-- begin MATERIAL FOR THIS EXERCISE --

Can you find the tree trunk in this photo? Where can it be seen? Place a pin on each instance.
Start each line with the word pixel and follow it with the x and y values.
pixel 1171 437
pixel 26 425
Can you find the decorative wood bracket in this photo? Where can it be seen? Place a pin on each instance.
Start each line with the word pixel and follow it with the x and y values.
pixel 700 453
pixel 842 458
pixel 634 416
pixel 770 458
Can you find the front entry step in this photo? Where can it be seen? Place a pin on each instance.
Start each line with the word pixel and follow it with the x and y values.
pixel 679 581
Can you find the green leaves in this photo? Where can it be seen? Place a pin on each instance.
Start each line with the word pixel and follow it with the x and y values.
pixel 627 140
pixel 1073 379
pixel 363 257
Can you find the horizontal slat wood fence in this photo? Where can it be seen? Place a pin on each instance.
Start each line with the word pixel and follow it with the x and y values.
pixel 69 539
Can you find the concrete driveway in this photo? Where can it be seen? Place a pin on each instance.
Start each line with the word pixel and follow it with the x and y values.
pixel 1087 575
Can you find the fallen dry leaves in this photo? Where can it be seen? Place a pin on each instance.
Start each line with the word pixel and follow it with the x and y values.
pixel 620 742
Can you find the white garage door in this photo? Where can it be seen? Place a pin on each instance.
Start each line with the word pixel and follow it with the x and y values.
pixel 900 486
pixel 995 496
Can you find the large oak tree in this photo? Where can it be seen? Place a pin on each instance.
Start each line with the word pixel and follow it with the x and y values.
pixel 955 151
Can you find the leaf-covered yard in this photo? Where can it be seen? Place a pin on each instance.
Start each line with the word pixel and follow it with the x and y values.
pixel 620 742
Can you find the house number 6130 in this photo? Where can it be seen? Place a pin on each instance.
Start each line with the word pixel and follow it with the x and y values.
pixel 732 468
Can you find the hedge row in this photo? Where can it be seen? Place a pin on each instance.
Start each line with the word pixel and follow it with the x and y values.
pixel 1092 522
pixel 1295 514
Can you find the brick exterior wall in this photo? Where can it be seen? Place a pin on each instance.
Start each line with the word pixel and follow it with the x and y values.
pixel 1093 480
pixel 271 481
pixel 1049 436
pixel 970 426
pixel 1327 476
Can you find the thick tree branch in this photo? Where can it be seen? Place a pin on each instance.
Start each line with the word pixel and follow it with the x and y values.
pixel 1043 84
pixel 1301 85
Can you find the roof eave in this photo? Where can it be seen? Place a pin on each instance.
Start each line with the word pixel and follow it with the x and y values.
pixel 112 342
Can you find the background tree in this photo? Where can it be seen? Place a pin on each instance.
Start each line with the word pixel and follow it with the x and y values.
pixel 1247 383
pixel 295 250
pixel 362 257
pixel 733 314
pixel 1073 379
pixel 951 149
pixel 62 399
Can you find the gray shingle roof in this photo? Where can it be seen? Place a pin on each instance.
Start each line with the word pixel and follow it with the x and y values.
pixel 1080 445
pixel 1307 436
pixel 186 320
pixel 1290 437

-- end MATERIAL FOR THIS EXERCISE --

EXERCISE DESCRIPTION: Reproduce all of the records above word for word, line by line, with nothing changed.

TASK RESPONSE:
Can you find the tree trunk in this photo? Where can it be seen? Place a pin on each instance.
Start each line with the word pixel and follow it with the x and y values.
pixel 1171 437
pixel 26 425
Can you find the decorative wood bracket in this photo? Where can it be seen? Place a pin on each instance.
Start each line with the word pixel and follow it with the x and y values.
pixel 700 453
pixel 842 458
pixel 634 416
pixel 770 458
Can you find the front entry step in this photo? Where can it be seen? Place a pin on each instance.
Start each line with the word pixel and follow it with the x and y values.
pixel 679 581
Can you find the green leaves in this photo? Where can it be seen? Place a pin on each instance.
Start each line with the word pixel and follow it with the x and y values.
pixel 627 140
pixel 1073 379
pixel 363 257
Can you find the horizontal slat wood fence in this photo? Where can it be seen? Place a pin on each instance.
Start each line with the word pixel and follow it with the x and y values.
pixel 69 539
Can you find the concrete driveway in this photo? Where can it be seen? Place a pin on each instance.
Start each line with the word pixel and follow it with the x and y values.
pixel 1087 575
Can you find the fallen dry leaves in this photo? Where can it be seen? Place a pin on each instance.
Start each line with the word pixel and follow it with the x and y values.
pixel 620 742
Can you find the white garage door in this photo? Where can it be seen? Place a pin on each instance.
Start each line with the word pixel and follow it with the x and y values.
pixel 900 486
pixel 995 496
Can you find the large oak tree in this photo? Where can it be seen? Place a pin on each instance.
Start each line with the word pixel and follow it with the x and y values.
pixel 955 151
Can you find the leaf-covered yard in this photo? Where can it be seen? Place a pin on each instance.
Start each line with the word pixel and follow it with the x and y values.
pixel 620 742
Can you find the house number 6130 in this photo? Where can it be seen? Place a pin on each instance.
Start each line with the word pixel and follow it with the x and y values.
pixel 732 468
Can you find the hedge row in this photo? Where can it be seen? Place a pin on each instance.
Start each line with the word pixel and follow it with the x and y values.
pixel 1092 522
pixel 1295 514
Can you find the brick exterior wall in this photo? Where can it be seen? Place a pin on each instance.
Start each line with the word pixel and follow it with the x and y values.
pixel 1093 480
pixel 271 481
pixel 1049 436
pixel 970 426
pixel 1327 476
Can you find the thick tree branch in this photo? Where can it be seen? Place a pin on each instance.
Start each line with the word pixel and follow it with the x and y values.
pixel 1043 84
pixel 1301 85
Can you find the roof eave in this photo? Where can it be seen? Place a pin on each instance.
Start each line with the word pixel and follow it with the x and y values.
pixel 112 342
Can you find the background tree in this photo? Where can it be seen? Place a pin on each instance.
Start each line with the word pixel and follow it with the x and y values.
pixel 1247 383
pixel 295 250
pixel 362 257
pixel 733 314
pixel 1073 379
pixel 951 149
pixel 62 399
Can you find the gray shingle roof in this photo? Where can it be seen? Place a pin on each instance.
Start each line with the word pixel and follow it with the x and y values.
pixel 1080 445
pixel 1307 436
pixel 186 320
pixel 1290 437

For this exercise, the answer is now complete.